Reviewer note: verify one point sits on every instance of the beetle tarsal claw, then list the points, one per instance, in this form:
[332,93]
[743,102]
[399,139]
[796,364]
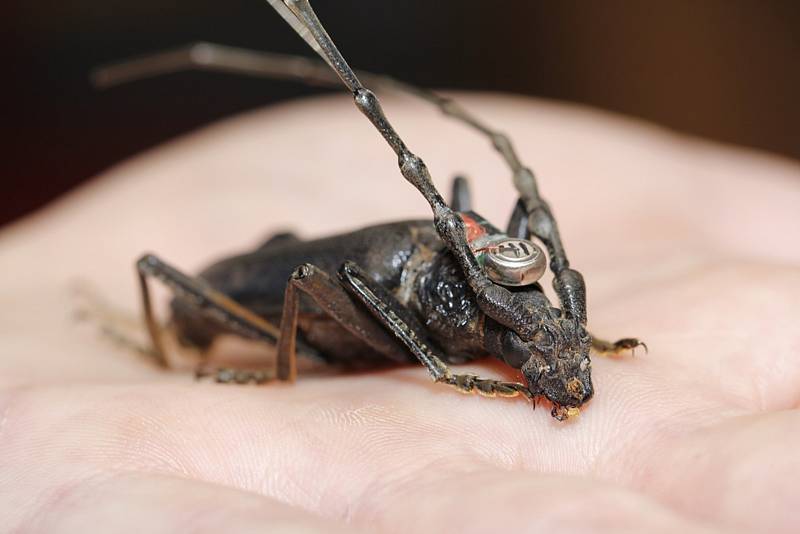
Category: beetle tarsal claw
[565,413]
[486,387]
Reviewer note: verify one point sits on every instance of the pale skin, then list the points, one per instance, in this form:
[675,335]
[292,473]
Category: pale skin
[689,246]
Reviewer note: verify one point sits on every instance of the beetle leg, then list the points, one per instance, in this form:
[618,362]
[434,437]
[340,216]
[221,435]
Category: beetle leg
[236,376]
[219,306]
[395,317]
[336,303]
[615,348]
[461,200]
[532,216]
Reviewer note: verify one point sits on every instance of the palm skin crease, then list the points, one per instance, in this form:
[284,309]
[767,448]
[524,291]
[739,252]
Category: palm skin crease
[686,245]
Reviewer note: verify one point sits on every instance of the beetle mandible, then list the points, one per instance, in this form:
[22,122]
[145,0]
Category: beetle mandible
[441,292]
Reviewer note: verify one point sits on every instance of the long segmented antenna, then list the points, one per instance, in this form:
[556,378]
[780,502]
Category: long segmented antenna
[531,209]
[220,58]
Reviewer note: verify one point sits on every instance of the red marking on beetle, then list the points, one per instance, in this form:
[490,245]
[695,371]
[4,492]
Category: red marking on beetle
[473,227]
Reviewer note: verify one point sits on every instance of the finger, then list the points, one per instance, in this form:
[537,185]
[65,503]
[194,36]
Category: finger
[336,454]
[130,502]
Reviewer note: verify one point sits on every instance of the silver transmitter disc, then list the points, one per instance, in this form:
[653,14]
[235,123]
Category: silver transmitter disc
[514,262]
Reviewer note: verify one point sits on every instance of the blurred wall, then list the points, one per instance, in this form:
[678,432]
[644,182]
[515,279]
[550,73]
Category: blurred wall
[728,70]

### TASK DETAILS
Rewrite all the entries with every "beetle" replaced by "insect" and nothing else changed. Leave out the pictures.

### SOLUTION TO THIS PROBLEM
Reviewer note: verify one point sits on every instance of the insect tarsal claw, then list the points, one per instance, in this form:
[332,93]
[743,102]
[399,139]
[796,364]
Category: insect tarsal claw
[565,413]
[486,387]
Reviewer note: verify one point sits on every instance of the pale skin, then list the points, one per instance, in this form:
[675,335]
[292,473]
Category: pale skin
[689,246]
Reviewer note: verify one point sits on every instance of the insect leg, then list the points, one per instance, in this form:
[618,362]
[434,437]
[340,216]
[221,435]
Category: insect leg
[236,376]
[219,306]
[395,317]
[336,303]
[615,348]
[461,200]
[532,216]
Reviewer note: verify one point sits on every instance of the palm skin crease, then list the points, one per instance, in this form:
[284,309]
[767,448]
[524,291]
[739,252]
Category: palm skin crease
[686,245]
Reviewer note: verify one point sits on every instance of the insect mandible, then list the points, one per instance, in this form:
[22,122]
[145,0]
Category: insect mandible
[441,292]
Reviewer note: verify one point sits on every instance of the long segmented antenna, then list the points, one per instance, in this form:
[556,378]
[780,502]
Category: long segmented antenna
[531,209]
[220,58]
Reviewer note: verify one point sits on every instance of the red marking on insect, then list the points, one per instance, in this form:
[490,245]
[695,371]
[4,492]
Category: red marking on insect
[473,227]
Reviewer note: verify one point sits on every instance of the finger, then list the points, one per instance, in this form:
[537,185]
[65,503]
[194,36]
Category: finger
[336,454]
[130,502]
Reviewer note: verify one point sits on every instance of the silver transmitter disc, then list the points, one per instance, in this form:
[653,14]
[235,123]
Category: silver transmitter disc
[514,262]
Reviewer note: verify one point sits on every instance of the blurred wall, then list the points, one per instance, in this form:
[678,432]
[644,182]
[515,279]
[550,73]
Category: blurred wall
[728,70]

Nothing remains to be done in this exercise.